* **OBJECTIVE**
Copy exactly, and only, the lines from the line containing "of the window?" through the last line of the records below, both included.

━━━ SOURCE MATERIAL

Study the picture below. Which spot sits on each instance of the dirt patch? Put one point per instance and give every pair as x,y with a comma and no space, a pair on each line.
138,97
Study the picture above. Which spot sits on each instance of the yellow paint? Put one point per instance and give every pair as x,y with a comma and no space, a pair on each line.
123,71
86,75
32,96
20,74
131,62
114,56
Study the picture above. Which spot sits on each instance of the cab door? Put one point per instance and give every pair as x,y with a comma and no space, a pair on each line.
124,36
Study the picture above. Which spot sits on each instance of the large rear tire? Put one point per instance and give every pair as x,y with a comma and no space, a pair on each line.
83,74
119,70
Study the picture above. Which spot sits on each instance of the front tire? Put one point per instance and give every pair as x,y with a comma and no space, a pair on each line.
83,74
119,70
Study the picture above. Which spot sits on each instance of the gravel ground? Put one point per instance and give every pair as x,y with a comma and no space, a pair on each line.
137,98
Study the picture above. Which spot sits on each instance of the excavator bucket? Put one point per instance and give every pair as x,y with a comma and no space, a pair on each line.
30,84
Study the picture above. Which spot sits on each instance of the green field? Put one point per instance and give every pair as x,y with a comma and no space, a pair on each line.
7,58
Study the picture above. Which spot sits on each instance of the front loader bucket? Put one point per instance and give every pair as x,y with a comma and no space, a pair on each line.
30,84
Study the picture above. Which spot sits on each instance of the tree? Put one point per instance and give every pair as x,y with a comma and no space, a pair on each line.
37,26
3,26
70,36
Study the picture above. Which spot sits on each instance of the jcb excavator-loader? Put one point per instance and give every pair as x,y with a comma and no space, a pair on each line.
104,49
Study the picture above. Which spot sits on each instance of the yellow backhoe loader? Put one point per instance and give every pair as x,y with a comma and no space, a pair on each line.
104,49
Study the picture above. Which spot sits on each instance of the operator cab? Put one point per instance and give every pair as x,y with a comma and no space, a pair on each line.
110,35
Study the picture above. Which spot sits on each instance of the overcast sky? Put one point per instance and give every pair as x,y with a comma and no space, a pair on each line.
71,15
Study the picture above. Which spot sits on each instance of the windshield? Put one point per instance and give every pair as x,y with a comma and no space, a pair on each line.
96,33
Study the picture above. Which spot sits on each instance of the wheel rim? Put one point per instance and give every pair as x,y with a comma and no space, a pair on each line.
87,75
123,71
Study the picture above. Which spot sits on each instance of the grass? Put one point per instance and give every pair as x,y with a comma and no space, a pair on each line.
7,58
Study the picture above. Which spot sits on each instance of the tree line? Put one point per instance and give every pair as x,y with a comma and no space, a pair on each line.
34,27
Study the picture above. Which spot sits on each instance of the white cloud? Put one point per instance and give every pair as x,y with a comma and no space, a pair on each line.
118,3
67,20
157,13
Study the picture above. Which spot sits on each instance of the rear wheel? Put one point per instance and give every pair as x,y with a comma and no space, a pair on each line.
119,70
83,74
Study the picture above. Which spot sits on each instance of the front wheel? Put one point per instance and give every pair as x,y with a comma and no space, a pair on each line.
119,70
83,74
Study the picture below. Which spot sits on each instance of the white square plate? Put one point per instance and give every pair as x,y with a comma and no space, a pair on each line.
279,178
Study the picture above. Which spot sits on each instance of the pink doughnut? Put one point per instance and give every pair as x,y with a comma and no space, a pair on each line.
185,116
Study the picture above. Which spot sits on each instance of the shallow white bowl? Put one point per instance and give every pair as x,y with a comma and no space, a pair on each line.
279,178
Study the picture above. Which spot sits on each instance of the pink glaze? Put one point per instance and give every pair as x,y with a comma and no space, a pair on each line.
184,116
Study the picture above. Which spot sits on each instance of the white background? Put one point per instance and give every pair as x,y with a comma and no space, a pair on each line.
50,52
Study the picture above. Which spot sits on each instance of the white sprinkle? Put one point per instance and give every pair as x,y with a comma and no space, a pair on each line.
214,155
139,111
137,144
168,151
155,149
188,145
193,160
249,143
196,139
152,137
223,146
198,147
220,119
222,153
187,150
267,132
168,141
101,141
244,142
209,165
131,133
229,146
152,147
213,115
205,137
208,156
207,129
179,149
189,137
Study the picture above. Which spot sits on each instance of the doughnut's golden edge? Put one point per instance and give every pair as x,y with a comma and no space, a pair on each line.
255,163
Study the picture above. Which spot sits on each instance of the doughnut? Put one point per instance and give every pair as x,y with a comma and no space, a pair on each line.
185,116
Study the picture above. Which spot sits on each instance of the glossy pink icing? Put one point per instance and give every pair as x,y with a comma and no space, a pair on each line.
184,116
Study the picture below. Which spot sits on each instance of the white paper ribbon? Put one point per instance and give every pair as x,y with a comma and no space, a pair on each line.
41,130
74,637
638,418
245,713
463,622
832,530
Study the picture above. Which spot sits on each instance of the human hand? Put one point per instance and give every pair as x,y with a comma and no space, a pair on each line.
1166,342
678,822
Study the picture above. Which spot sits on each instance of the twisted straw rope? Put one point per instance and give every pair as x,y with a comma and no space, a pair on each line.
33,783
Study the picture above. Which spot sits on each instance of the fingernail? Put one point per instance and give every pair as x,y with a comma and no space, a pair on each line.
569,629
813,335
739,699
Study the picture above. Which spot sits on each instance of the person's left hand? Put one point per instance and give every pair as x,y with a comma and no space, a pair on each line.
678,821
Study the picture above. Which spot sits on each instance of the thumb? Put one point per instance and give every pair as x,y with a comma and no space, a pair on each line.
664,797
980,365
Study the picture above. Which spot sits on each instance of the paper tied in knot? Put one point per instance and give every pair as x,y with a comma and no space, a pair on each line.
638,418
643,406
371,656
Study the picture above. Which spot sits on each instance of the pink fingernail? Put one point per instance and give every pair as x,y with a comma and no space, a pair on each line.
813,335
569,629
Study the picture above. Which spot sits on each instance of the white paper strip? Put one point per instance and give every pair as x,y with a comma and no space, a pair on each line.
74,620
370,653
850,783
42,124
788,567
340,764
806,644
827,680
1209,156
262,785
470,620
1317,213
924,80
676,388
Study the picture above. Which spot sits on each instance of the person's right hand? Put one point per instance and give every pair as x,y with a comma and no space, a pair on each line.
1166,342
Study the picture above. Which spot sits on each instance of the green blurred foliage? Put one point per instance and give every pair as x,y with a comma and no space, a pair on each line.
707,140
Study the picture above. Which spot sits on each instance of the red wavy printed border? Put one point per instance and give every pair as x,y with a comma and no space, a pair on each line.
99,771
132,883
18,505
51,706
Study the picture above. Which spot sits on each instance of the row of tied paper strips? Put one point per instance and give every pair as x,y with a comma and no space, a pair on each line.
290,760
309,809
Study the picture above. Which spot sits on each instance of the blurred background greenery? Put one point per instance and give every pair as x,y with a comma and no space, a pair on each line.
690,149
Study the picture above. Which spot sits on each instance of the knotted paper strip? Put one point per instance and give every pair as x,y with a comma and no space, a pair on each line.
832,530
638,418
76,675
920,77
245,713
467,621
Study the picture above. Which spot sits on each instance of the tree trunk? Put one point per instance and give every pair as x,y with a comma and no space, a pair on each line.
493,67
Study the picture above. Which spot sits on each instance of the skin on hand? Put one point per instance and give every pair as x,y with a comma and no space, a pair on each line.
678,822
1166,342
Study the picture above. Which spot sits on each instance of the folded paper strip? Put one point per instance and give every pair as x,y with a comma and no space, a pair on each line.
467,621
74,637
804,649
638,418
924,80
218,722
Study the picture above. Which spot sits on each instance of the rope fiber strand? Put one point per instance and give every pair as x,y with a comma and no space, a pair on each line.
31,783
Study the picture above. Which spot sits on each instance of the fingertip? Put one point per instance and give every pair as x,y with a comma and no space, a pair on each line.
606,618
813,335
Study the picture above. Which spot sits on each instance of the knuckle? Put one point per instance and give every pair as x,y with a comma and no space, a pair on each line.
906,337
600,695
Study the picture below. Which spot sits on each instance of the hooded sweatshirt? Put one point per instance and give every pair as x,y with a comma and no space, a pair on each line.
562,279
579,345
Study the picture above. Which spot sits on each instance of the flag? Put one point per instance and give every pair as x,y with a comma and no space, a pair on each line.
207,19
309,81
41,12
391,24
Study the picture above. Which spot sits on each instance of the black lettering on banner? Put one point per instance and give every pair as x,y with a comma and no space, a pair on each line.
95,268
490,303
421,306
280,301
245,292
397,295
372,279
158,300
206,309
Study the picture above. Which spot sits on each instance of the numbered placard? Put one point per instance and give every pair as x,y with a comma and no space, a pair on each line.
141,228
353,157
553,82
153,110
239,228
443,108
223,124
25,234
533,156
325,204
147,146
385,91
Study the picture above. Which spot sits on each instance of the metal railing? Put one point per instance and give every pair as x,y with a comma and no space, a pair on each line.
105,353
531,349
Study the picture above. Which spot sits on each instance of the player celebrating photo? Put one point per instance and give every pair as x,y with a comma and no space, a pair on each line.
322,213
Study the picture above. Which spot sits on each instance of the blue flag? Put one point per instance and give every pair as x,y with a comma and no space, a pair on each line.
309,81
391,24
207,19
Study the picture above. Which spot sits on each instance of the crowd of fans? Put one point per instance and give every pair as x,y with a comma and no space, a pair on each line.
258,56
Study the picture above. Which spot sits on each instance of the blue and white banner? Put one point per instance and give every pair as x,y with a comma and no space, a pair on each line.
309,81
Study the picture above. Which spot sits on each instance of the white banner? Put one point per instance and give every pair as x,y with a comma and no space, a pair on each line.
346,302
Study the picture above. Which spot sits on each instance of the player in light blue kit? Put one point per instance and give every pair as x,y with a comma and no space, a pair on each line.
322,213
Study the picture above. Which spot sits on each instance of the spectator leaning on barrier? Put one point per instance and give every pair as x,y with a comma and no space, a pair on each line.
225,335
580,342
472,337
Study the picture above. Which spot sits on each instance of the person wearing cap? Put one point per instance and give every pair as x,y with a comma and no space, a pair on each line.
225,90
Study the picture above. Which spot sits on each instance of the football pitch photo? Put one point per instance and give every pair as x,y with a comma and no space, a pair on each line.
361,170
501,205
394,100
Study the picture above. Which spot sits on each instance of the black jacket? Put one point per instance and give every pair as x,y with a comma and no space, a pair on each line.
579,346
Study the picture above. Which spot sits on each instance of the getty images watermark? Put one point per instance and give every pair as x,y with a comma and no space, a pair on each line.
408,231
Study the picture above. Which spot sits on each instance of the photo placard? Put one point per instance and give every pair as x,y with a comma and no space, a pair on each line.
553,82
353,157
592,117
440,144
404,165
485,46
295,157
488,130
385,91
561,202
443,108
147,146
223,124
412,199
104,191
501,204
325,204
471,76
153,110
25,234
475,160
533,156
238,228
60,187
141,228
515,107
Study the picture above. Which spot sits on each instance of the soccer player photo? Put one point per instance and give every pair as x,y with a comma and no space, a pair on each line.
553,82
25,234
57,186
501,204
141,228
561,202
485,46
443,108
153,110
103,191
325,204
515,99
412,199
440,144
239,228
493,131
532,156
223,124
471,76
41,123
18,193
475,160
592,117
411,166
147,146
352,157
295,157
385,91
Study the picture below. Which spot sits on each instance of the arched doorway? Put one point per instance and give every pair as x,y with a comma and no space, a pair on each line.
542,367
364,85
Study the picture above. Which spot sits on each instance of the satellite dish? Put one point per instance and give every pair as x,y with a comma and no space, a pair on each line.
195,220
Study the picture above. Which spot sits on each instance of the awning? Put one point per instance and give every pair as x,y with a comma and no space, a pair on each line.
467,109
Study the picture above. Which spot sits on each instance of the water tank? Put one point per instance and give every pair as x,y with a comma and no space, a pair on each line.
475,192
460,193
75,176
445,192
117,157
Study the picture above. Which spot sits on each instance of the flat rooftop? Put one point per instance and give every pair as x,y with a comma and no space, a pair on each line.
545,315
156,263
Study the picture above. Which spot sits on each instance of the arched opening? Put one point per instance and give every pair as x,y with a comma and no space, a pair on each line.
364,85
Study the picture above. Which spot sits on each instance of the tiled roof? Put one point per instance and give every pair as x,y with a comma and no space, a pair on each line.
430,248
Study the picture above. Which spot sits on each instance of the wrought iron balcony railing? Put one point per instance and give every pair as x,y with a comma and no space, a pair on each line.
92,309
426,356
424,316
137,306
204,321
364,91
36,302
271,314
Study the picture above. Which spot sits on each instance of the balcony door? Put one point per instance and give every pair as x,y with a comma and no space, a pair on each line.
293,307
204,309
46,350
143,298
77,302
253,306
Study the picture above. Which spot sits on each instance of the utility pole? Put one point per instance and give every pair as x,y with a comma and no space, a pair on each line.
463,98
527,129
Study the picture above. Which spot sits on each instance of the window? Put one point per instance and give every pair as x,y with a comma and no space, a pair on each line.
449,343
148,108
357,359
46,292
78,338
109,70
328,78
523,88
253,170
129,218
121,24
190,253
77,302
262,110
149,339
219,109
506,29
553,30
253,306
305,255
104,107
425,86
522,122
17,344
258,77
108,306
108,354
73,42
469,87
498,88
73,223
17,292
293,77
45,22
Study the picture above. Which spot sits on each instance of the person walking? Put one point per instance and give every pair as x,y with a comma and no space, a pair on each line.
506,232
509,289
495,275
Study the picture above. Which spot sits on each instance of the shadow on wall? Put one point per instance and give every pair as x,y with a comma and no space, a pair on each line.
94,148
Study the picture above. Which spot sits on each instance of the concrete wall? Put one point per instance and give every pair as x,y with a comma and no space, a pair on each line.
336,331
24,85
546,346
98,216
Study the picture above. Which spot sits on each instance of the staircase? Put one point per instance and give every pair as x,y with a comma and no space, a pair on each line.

━━━━━━

* **TASK RESPONSE**
Study the picture above. Which spot sits on each instance of the window? Put one point per instance and give every pair as x,y with a comma and no space, a pair on each line.
449,343
148,108
357,359
46,292
78,338
109,70
328,78
523,88
253,170
129,218
121,24
190,253
77,302
262,110
149,339
219,109
506,29
553,30
253,306
305,255
104,107
425,86
522,122
17,344
258,77
108,306
108,354
73,42
469,87
498,88
73,223
17,292
293,77
45,22
Study the picture above. Which spot sits on each instance of the person walking? Put one point per instance and give every pair as x,y with a comma and no space, a pair on each line.
506,232
509,289
495,275
Study the picture above. Which spot sits on each instance of the shadow on wall? Put one point per instance and give every pair as x,y with a comma and no space, a pair on each line.
94,148
Study the picture above. Which spot sits on each instance of the concrete wall? Put one point per instance and give every pair as x,y with a comma and no space, a pair on each line.
336,331
24,85
546,346
98,216
Study the picture above. Which spot sits on each instance of the staircase? Put one point per instance and give every pair as x,y with a comma and no space, a pair on each line.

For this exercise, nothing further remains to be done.